[WRITTEN REQUEST]:
Answer these from the blog post about karma and a water leak:
(a) What rule does the writer say karma all goes back to?
(b) Where did the writer see water yesterday?
(c) What is John looking at today?

[EXCERPT TO READ]:
────

Saturday, September 30, 2006

Karma, My Daddy, and a child with horns.

Karma is a funny thing. IT all goes back to the Golden rule. We all learned it as children.. DO unto others as you would have them do unto you.......
Well some of us learned it as kids. Some maybe not so much.
But again..it comes down to karma. Essentially it is the same thing. The what comes around goes around method of life that really has been proven time and time again to exist. Karma is also kinda like a curse.
I say all this cuz today has been one of "THOSE DAYS".

We have a water leak... inches from the main ON OUR SIDE. SO all the stuff that was supposed to get done today AINT HAPPNIN cuz, well. We have no water. I noticed yesterday as I stalked the mailman, water inside the hole where the meter reader thingy is and thought "HOW ODD, I don't remember it raining" I am no plumber, so I was thinking it had something to do with gravity or something, I had no clue about, so went on about my way. Today, John is looking at a small geyser and is a little irritated that I didn't mention the above said water.... YESTERDAY... whoops... didn't realise that was important, but now I do.

────

[SUPPLIED DATA]:
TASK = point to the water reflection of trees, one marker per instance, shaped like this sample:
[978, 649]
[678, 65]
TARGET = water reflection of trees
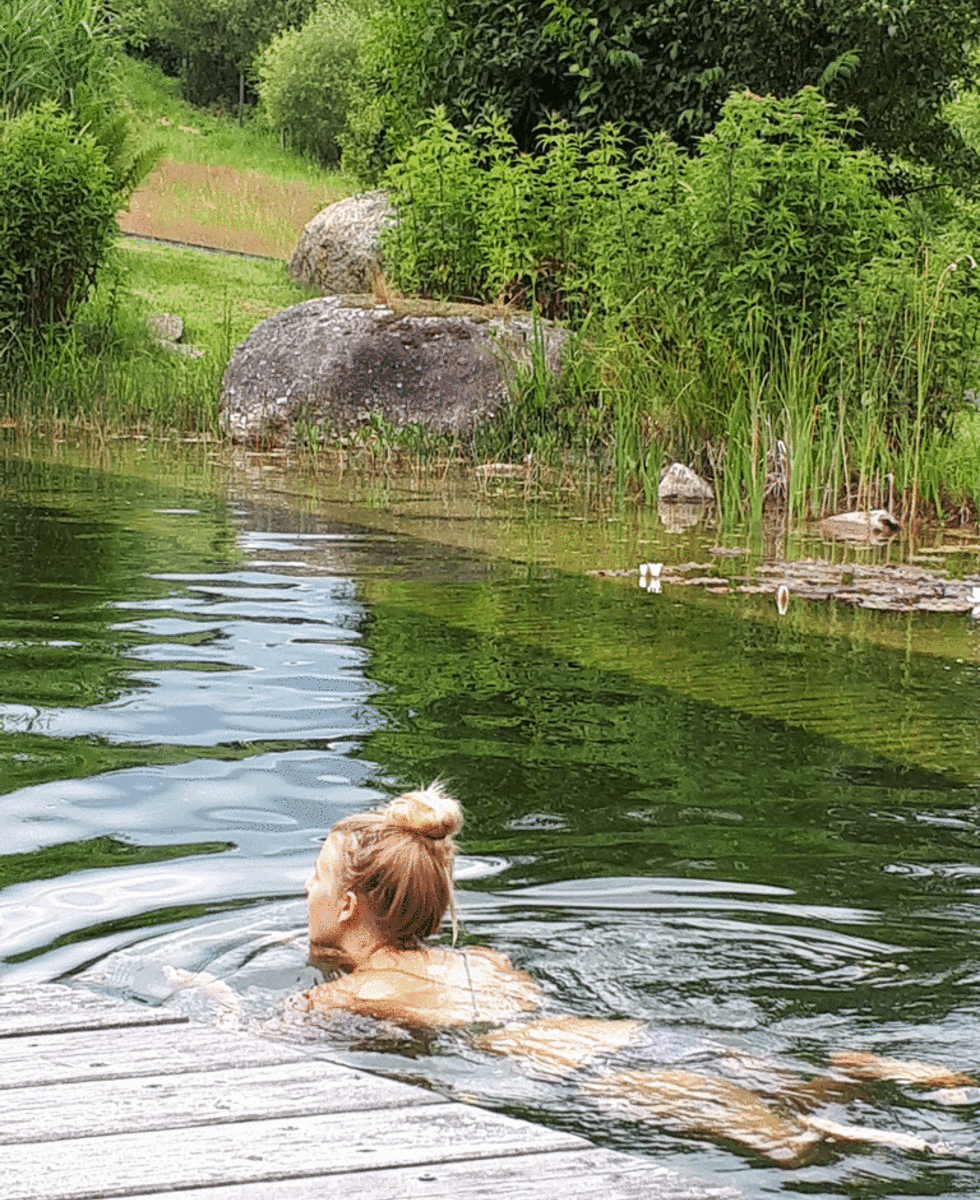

────

[THE OUTPUT]:
(a) The Golden rule: do unto others as you would have them do unto you.
(b) Inside the hole where the meter reader thingy is.
(c) A small geyser.